Task requirements
- 1) According to the excerpt on gaming regulation, what tax rate will apply in Italy to casino type games of chance, card cash games, betting exchanges and bets on simulated events, and what is it levied on?
- 2) Print the part of the gaming regulation excerpt between "Similar issues arise" and "jurisdictions in Europe.", inclusive.

Excerpt provided
Still, liberalisation in jurisdictions the national laws of which are to date still strictly monopolistic is welcome. At least, that provides more of the certainty which business requires and the possibility for operators to advertise in markets where currently they are restricted to marketing online. I say that such a change is welcome but of course that is so provided that such market “opening” results in a truly level playing field which allows for commercially viable operations.

Viability depends on several things especially in markets which are becoming increasingly competitive and are struggling in the present economic climate. The level of tax, the possibility to diversify products and the flexibility for operators to make use of technology to run efficient operations are all key.

Similar issues arise in respect of every jurisdiction which regulates or proposes to regulate our industry and to highlight some of these I have focused below on what I consider to be some of the most topical regulatory developments in Italy and France, two of the jurisdictions which I know best and two of the largest traditionally monopolistic jurisdictions in Europe.

Italy

Of all EU Member States Italy is the jurisdiction which has provided us with the backdrop for perhaps the most important ECJ decisions on online gaming and betting.  It has also been without any doubt the leader amongst the traditionally monopolistic states in Europe to “open” the betting and gaming market and, since the Italian government’s first initiative to licence the provision of online skill games in 2006 in the wake of the Gambelli judgement, it has come a long way. This is due in good measure to a realisation that it is impossible to ban an industry for which there is great consumer demand and which it is practically impossible to block from a technological point of view.  It is also due to the fact that opening the market further will bring additional and now badly needed revenues to the state coffers.

During the past couple of years Italy has opened the tap bit by bit but in the last few months the Italian parliament has adopted some very significant changes which have significantly widened the product market, partially improved the basis of taxation and addressed certain elements of Italian law which clearly conflicted with the EC Treaty and the ECJ’s interpretation of it.

Once all of the decrees and technical regulations required to be implemented under the recently adopted statutes have been set out it will be possible for online operators to offer within Italy and on a .it site bingo, betting exchanges, cash games of poker and other card games, certain casino type games and fixed odds bets on simulated events in addition to the current offer of sports betting, horseracing, card game tournaments and scratch and win type instant lotteries.  In terms of products there will now be a more or less level playing field between all online operators.

Casino type games of chance, card cash games, betting exchanges and bets (fixed odds and pool) on simulated events will be taxed at 20% of gross profits.  Tax on sports betting, horse racing and card game tournaments will remain unchanged, so levied on stakes, at least for the time being.

There is much to say in favour of a profits based taxation model but of course the higher the percentage of taxation the less interesting it becomes.  20% is not low and since this rate has been introduced on products which were not previously available in Italy it is hard to make a comparison with tax paid on existing products, the basis of which is turnover.  If Italy moved to tax gross profits in all areas, it seems that even at a 20% tax rate that would be an improvement on the existing position. It would also be added incentive for operators which to date are reluctant to obtain an Italian licence to do so and for operators which already have a licence to invest more in the Italian market.  The bottom line however is that 20% would still be 5% higher than the UK’s 15% betting and gaming duty and even the largest operators in the UK have found it hard to live with that. They have chosen to move elsewhere in Europe or offshore.

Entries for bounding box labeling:

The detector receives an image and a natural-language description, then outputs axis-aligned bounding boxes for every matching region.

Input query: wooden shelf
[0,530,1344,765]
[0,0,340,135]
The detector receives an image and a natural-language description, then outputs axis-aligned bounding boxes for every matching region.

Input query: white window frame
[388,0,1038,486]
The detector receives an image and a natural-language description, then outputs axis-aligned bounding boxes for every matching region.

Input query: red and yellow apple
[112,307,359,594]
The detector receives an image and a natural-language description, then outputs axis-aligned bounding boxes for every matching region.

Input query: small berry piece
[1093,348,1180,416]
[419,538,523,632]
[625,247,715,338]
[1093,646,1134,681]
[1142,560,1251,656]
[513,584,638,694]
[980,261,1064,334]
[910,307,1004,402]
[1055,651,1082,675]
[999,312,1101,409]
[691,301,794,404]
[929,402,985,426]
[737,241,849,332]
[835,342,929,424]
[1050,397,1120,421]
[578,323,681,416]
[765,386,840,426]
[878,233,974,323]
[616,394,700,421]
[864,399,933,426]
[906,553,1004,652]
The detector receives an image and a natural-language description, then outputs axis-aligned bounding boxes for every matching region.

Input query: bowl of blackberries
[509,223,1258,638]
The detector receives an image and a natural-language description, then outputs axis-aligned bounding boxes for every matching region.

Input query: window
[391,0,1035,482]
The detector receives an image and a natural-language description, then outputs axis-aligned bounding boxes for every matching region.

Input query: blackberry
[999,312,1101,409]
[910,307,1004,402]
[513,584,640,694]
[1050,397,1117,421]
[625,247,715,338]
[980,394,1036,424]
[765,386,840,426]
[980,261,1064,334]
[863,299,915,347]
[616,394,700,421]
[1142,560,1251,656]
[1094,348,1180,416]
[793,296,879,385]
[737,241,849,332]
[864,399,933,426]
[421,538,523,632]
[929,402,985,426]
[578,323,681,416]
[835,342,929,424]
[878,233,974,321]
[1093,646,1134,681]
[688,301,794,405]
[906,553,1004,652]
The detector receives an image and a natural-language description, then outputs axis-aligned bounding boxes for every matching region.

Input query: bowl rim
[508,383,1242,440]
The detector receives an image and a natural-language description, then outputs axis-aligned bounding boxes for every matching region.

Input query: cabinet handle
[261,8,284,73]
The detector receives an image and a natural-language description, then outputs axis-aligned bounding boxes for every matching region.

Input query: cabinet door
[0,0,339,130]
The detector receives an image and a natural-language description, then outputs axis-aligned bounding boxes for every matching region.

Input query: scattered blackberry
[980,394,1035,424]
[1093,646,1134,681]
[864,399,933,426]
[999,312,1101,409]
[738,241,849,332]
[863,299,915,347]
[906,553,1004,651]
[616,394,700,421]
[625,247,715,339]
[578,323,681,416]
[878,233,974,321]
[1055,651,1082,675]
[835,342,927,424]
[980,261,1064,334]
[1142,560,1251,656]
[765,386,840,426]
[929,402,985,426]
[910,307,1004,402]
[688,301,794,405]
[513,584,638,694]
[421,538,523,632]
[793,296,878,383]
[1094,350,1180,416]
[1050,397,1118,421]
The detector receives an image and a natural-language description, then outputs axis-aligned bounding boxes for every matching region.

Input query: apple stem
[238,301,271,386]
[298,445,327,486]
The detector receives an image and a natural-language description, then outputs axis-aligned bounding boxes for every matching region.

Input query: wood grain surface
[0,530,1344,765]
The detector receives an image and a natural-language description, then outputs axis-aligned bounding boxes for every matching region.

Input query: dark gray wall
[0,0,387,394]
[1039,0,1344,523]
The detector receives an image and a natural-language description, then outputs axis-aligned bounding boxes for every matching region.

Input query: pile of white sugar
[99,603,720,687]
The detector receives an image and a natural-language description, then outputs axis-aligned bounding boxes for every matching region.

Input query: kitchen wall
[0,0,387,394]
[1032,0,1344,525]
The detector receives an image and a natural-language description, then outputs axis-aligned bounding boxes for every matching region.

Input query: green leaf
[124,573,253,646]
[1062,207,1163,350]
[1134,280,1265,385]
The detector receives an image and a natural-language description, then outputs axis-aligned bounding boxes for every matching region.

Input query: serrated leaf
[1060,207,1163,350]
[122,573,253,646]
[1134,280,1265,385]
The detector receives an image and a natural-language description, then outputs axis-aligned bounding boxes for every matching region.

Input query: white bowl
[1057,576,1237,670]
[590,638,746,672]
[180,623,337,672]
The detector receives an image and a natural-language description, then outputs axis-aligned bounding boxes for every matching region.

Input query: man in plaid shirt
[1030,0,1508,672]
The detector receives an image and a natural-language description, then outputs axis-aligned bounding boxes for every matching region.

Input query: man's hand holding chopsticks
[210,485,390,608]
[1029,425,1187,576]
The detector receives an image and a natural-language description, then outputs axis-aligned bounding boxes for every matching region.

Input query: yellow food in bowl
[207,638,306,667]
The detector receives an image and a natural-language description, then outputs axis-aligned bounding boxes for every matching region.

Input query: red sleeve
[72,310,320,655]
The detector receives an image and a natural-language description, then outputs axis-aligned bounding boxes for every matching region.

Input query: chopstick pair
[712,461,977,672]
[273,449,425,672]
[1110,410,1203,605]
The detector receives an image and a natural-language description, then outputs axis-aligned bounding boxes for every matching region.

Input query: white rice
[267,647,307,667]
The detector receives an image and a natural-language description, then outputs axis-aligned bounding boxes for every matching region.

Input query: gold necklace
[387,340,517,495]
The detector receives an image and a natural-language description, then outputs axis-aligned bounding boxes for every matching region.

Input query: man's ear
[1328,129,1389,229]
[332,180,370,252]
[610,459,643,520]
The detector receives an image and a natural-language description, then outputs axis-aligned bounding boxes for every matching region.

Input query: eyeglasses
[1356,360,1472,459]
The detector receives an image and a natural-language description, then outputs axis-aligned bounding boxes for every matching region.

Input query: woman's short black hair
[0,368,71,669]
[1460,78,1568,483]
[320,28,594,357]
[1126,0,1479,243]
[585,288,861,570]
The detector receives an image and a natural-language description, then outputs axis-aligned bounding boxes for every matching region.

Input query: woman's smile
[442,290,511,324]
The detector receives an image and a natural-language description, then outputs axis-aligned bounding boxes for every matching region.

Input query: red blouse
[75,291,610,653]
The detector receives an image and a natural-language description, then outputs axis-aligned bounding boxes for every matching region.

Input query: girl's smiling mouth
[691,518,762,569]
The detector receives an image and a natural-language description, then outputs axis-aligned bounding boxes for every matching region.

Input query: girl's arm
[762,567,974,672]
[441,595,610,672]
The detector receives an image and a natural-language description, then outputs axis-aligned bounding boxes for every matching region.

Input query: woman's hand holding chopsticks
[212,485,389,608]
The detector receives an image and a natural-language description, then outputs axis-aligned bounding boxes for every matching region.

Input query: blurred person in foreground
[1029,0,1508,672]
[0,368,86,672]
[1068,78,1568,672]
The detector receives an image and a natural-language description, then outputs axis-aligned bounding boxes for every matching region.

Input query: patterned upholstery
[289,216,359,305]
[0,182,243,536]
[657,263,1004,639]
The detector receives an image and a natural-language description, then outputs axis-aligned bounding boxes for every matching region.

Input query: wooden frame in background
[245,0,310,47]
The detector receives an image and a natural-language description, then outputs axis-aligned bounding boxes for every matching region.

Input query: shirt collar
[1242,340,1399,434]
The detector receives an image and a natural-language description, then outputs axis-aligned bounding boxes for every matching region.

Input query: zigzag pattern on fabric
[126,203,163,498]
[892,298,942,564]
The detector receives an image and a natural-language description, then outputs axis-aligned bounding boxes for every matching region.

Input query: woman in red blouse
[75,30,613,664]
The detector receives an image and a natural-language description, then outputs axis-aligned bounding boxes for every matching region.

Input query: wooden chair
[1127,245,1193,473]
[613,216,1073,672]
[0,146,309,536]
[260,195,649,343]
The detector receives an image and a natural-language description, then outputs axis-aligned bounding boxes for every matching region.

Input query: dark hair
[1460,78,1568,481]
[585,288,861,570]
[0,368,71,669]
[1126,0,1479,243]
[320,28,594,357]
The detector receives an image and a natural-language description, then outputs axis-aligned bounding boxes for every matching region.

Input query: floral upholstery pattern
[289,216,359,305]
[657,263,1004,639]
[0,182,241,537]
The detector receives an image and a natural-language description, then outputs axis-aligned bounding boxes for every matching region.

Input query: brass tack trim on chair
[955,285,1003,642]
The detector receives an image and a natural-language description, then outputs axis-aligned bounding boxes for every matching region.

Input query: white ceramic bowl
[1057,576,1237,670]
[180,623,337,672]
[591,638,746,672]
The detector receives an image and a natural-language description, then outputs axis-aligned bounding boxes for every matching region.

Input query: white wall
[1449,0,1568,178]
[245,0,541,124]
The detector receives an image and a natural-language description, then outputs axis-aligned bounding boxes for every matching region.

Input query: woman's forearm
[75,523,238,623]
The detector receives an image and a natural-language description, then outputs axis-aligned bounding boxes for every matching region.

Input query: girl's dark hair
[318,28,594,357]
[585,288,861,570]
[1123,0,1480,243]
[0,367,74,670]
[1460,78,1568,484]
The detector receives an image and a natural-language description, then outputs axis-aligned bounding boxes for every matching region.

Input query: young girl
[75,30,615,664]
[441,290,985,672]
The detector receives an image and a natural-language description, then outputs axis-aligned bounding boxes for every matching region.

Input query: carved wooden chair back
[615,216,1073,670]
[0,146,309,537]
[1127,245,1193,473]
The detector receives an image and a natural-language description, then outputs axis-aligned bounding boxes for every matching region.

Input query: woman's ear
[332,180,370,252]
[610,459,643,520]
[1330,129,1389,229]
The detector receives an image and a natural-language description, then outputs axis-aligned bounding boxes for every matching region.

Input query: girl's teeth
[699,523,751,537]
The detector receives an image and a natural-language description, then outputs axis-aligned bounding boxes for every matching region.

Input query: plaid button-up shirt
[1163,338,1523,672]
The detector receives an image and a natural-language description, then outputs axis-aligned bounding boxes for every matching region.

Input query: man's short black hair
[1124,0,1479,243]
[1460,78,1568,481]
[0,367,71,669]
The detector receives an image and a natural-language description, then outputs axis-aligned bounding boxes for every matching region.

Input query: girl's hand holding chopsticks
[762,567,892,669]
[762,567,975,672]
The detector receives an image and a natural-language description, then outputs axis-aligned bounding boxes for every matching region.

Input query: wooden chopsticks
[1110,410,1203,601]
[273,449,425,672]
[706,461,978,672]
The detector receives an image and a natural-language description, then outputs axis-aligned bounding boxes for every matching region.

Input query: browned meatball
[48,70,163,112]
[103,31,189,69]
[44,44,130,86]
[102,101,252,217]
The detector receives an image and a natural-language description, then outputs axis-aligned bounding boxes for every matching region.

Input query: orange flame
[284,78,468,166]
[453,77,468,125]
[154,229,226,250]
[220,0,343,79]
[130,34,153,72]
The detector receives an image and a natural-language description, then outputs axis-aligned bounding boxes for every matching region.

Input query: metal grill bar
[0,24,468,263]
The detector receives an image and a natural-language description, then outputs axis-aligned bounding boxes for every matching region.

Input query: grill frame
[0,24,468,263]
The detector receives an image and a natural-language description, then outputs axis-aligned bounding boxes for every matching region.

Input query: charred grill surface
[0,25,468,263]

Exercise responses
- 1) They will be taxed at 20% of gross profits.

- 2)
Similar issues arise in respect of every jurisdiction which regulates or proposes to regulate our industry and to highlight some of these I have focused below on what I consider to be some of the most topical regulatory developments in Italy and France, two of the jurisdictions which I know best and two of the largest traditionally monopolistic jurisdictions in Europe.